■ **ЗАДАНИЕ**:
Выведите дословно фрагмент отрывка о Маяковском и Чуковском между словами «И читателю не» и «по-детски обманывать читателя?» включительно.

Таким образом, начинающий автор, талант которого я, в качестве "маститого критика", час тому назад пытался поощрить, не только не принял моих поощрений, но сделался моим критиком сам. В голосе его была авторитетность судьи, и я почувствовал себя подсудимым".
Что нам в этом отрывке? Да много разного. Ну, во-первых, булыжное высокомерие Маяковского даже по отношению к Уолту Уитмену, которому он был очень многим обязан *.
Во-вторых, детская легкость приманки - на что ему еще было клюнуть, как не на мясо, излюбленную стихотворную пищу? И авторитетность судьи - не того, кто выносит суждения, а того, кто судит, того, кто засуживает... И, конечно же, радостное самоуничижение Чуковского и готовность быть подсудимым - вполне соответствуя времени*.
Но все это, в тех или иных вариантах, нам было известно и раньше. Главное не это. А главное то, что Корней Иванович, большой писатель, серьезный человек, сообщает нам, что в подлиннике было "мясо", а не "плоть", прекрасно зная (уж тут - никаких сомнений!), что в английском языке не существует двух разных слов для обозначения этих понятий! Есть одно слово: flesh - мясо, оно же плоть.
И читателю не надо знать английского подлинника и не надо угадывать его "так безошибочно", чтоб увидеть, что ему попросту дурят голову.* Но зачем же так наивно, так по-детски обманывать читателя?

■ **СПИСОК**:
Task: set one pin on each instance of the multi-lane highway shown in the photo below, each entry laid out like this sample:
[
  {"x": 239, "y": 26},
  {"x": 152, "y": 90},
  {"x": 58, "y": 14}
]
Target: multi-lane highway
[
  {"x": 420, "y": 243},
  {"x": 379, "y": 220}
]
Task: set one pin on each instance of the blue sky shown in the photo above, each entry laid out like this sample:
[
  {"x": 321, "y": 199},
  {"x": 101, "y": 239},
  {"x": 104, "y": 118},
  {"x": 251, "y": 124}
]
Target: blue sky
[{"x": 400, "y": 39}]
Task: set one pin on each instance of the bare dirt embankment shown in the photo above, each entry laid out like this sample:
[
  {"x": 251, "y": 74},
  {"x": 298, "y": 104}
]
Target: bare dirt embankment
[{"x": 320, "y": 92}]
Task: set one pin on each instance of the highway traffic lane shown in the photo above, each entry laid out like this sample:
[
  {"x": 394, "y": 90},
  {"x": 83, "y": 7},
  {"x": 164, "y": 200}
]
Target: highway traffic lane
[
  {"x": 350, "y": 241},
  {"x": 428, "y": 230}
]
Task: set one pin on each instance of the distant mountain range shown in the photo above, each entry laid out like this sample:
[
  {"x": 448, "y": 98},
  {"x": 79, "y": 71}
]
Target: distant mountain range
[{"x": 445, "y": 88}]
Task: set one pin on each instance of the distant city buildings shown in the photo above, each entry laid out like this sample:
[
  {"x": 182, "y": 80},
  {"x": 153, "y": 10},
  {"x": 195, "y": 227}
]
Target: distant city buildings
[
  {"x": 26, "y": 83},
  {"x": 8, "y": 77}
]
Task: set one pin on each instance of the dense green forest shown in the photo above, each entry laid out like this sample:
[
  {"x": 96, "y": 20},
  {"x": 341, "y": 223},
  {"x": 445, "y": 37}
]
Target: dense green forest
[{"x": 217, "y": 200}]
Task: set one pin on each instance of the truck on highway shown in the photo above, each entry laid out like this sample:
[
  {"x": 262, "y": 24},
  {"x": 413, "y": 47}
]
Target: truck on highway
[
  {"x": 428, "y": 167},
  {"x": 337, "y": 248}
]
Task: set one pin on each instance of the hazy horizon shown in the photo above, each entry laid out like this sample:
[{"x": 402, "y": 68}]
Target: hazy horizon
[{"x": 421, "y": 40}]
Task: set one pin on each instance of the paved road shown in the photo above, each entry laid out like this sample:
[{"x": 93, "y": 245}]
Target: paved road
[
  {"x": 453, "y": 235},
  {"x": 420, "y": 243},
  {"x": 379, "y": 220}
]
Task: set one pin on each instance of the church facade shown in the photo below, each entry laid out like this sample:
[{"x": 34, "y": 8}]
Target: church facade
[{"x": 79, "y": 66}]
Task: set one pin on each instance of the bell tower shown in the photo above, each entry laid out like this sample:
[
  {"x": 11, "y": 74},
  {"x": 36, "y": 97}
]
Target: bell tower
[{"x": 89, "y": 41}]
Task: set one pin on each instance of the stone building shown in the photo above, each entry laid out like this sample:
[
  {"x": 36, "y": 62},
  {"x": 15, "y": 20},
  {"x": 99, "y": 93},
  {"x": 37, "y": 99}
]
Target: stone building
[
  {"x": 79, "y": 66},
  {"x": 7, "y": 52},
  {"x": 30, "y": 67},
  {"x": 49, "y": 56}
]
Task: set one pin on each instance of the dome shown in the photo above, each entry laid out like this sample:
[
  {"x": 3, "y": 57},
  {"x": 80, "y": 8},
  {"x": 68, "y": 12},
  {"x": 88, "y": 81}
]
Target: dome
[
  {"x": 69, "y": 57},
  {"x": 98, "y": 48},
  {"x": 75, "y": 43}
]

■ **РЕЗУЛЬТАТ**:
И читателю не надо знать английского подлинника и не надо угадывать его "так безошибочно", чтоб увидеть, что ему попросту дурят голову.* Но зачем же так наивно, так по-детски обманывать читателя?